== Assignment ==
In the text on fractalkine signaling in low back pain, what percentage of dorsal horn neurons showed resting activity after the two NGF injections under intrathecal vehicle application?

Spinal cord fractalkine (CX3CL1) signaling is critical for neuronal sensitization in experimental nonspecific, myofascial low back pain.

Neuroactive substances released by activated microglia contribute to hyperexcitability of spinal dorsal horn neurons in many animal models of chronic pain. An important feedback loop mechanism is via release of fractalkine (CX3CL1) from primary afferent terminals and dorsal horn neurons and binding to CX3CR1 receptors on microglial cells. We studied the involvement of fractalkine signaling in latent and manifest spinal sensitization induced by two injections of nerve growth factor (NGF) into the lumbar multifidus muscle as a model for myofascial low back pain. Single dorsal horn neurons were recorded in vivo to study their receptive fields and spontaneous activity. Under intrathecal vehicle application, the two NGF injections led to an increased proportion of neurons responding to stimulation of deep tissues (41%), to receptive field expansion into the hindlimb (15%), and to resting activity (53%). Blocking fractalkine signaling by continuous intrathecal administration of neutralizing antibodies completely prevented these signs of spinal sensitization to a similar extent as in a previous study with the microglia inhibitor minocycline. Reversely, fractalkine itself induced similar sensitization in a dose-dependent manner (for 200 ng/mL: 45% deep tissue responses, 24% receptive field expansion, and 45% resting activity) as repeated nociceptive stimulation by intramuscular NGF injections. A subsequent single NGF injection did not have an additive effect. Our data suggest that neuron-to-microglia signaling via the CX3CL1-CX3CR1 pathway is critically involved in the initiation of nonspecific, myofascial low back pain through repetitive nociceptive stimuli.

== Extracted entries ==

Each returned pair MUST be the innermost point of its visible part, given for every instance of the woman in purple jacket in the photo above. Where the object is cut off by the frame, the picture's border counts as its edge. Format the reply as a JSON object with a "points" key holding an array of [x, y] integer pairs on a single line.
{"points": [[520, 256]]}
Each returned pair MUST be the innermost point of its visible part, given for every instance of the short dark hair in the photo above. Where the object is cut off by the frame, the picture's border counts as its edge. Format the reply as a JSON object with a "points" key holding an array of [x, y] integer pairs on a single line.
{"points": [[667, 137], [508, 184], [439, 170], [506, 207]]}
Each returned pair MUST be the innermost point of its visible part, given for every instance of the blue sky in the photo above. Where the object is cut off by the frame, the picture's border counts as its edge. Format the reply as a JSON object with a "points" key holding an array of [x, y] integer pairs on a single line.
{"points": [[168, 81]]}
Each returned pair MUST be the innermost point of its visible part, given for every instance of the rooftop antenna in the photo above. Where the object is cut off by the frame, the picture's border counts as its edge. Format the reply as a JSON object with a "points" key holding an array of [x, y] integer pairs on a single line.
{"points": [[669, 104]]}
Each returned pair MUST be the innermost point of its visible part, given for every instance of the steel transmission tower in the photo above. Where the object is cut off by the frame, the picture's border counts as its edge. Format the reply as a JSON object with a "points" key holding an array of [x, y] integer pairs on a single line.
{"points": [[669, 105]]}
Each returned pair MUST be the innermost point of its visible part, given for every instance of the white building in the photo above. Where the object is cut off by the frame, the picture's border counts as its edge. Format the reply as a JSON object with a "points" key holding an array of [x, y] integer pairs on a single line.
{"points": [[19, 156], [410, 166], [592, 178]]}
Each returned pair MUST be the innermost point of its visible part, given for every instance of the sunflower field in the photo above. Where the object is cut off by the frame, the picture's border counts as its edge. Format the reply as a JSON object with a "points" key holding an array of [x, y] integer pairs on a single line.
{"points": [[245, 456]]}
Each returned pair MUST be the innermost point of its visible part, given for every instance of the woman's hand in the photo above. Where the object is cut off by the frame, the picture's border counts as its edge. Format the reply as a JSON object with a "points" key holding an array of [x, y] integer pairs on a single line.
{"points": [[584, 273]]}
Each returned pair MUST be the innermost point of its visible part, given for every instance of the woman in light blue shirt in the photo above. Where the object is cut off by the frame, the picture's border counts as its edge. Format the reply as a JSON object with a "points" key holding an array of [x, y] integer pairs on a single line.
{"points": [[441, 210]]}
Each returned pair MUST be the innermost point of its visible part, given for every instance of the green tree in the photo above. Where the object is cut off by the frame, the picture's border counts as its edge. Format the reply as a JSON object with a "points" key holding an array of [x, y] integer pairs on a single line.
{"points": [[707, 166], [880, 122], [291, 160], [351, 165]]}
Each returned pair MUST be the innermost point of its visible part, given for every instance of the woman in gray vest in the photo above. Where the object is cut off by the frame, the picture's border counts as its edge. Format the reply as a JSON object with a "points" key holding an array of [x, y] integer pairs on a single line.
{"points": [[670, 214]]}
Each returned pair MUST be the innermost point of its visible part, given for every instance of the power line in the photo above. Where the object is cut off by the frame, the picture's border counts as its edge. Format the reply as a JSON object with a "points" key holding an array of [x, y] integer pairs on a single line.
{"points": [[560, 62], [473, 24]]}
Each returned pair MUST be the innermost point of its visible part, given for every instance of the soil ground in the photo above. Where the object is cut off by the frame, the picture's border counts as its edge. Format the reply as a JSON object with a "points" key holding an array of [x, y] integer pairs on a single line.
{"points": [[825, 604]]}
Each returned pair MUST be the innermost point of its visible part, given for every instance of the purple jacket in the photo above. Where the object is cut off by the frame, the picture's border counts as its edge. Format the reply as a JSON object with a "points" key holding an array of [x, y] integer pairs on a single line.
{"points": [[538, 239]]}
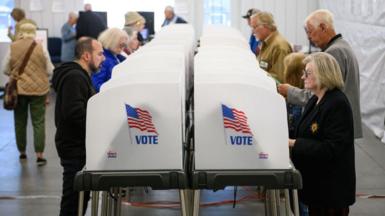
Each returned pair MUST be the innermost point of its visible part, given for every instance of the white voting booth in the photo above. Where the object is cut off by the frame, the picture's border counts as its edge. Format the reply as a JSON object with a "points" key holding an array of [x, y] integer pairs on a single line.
{"points": [[240, 121], [171, 120], [135, 124]]}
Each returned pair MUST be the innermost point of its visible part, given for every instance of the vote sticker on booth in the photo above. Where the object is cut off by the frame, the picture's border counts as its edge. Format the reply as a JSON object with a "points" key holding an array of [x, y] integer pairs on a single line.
{"points": [[237, 130], [141, 127]]}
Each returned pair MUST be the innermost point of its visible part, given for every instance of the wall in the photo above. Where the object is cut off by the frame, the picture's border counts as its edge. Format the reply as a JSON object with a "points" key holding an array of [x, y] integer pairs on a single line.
{"points": [[288, 14], [46, 18], [361, 23]]}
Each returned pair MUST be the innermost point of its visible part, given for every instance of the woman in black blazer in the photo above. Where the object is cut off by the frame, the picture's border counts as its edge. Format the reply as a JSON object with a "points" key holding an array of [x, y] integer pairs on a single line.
{"points": [[323, 150]]}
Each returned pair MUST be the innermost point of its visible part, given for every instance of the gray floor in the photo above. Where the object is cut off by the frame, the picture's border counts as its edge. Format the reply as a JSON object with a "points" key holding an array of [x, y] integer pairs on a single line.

== Exercise response ==
53%